[INSTRUCTIONS TO FOLLOW] Rewrite every line of the rows from the one containing "outline tree trunk, every instance" through the end of the rows, requests included, with each coordinate in the answers multiplied by 1.95 and rounded to a whole number (halves go up). Leave the numbers in the requests and their format samples unchanged, and give only these lines.

Boundary labeling items

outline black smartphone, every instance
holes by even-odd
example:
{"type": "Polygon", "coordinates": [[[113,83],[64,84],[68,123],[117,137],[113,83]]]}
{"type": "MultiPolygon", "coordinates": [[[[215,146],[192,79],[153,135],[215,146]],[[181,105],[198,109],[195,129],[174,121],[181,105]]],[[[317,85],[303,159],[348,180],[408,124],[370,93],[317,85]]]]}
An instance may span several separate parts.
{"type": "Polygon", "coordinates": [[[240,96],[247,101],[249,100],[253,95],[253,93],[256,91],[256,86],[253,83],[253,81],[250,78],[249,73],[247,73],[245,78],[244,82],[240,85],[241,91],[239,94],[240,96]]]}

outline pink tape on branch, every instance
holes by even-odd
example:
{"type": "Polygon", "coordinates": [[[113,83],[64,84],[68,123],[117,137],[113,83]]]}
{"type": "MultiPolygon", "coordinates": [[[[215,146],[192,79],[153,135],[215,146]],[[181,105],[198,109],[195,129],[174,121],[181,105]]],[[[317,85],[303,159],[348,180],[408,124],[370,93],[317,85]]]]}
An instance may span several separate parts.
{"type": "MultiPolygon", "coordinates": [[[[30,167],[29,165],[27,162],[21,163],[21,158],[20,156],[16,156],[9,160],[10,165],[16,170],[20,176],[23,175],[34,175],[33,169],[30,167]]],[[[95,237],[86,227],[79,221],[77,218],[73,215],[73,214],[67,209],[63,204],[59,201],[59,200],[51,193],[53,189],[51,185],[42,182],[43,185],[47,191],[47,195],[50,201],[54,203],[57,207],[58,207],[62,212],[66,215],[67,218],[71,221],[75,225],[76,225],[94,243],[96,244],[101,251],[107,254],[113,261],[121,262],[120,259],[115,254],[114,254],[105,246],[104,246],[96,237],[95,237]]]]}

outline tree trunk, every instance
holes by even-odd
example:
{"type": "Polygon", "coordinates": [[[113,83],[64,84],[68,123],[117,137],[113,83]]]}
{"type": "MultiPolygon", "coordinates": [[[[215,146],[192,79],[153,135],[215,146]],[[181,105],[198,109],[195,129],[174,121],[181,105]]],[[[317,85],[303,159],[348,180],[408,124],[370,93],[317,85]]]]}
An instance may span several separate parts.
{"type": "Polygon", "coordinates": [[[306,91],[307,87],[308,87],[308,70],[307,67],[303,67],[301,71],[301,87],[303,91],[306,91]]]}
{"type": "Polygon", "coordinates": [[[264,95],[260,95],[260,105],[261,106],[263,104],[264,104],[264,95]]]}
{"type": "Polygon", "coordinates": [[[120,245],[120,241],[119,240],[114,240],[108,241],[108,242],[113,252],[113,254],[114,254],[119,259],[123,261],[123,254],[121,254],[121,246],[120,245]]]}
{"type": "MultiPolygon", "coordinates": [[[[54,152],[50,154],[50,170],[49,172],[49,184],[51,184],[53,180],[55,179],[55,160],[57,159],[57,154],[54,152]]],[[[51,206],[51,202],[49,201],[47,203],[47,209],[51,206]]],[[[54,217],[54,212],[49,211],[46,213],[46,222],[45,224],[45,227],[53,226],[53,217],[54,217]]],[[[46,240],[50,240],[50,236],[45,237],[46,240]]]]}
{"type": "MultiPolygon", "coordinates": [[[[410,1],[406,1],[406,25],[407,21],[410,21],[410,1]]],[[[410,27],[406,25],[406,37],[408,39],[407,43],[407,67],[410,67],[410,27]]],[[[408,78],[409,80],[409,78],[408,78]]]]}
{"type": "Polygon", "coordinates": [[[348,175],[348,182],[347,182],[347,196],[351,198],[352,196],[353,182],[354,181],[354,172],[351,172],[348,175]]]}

[FINISHED EXERCISE]
outline tree trunk, every instance
holes by even-odd
example:
{"type": "Polygon", "coordinates": [[[113,83],[64,84],[68,123],[117,137],[113,83]]]}
{"type": "MultiPolygon", "coordinates": [[[[215,146],[192,79],[153,135],[215,146]],[[181,105],[198,109],[195,129],[174,121],[181,105]]],[[[317,85],[303,159],[348,180],[408,124],[370,93],[317,85]]]]}
An instance may span several separate parts.
{"type": "Polygon", "coordinates": [[[597,177],[599,170],[601,170],[601,137],[599,131],[591,131],[587,138],[587,170],[591,177],[597,177]]]}
{"type": "Polygon", "coordinates": [[[515,185],[507,185],[507,205],[509,207],[513,203],[515,203],[515,185]]]}
{"type": "Polygon", "coordinates": [[[234,478],[234,470],[232,468],[222,468],[211,470],[211,472],[220,491],[220,495],[222,495],[232,505],[240,509],[240,495],[236,495],[236,480],[234,478]]]}
{"type": "MultiPolygon", "coordinates": [[[[105,296],[98,300],[98,332],[96,335],[96,359],[99,359],[103,351],[107,349],[107,312],[111,310],[111,300],[105,296]]],[[[99,402],[99,394],[96,392],[92,396],[92,408],[99,402]]],[[[105,423],[105,413],[96,411],[90,415],[90,433],[88,437],[88,443],[103,441],[103,423],[105,423]]],[[[90,468],[98,468],[98,460],[88,462],[90,468]]]]}
{"type": "MultiPolygon", "coordinates": [[[[800,2],[792,2],[792,49],[794,41],[800,41],[800,2]]],[[[800,53],[792,49],[792,72],[796,76],[794,84],[794,131],[800,131],[800,53]]],[[[796,152],[798,156],[798,152],[796,152]]]]}
{"type": "Polygon", "coordinates": [[[679,341],[679,355],[677,355],[677,382],[684,386],[686,382],[688,355],[690,353],[690,335],[684,335],[679,341]]]}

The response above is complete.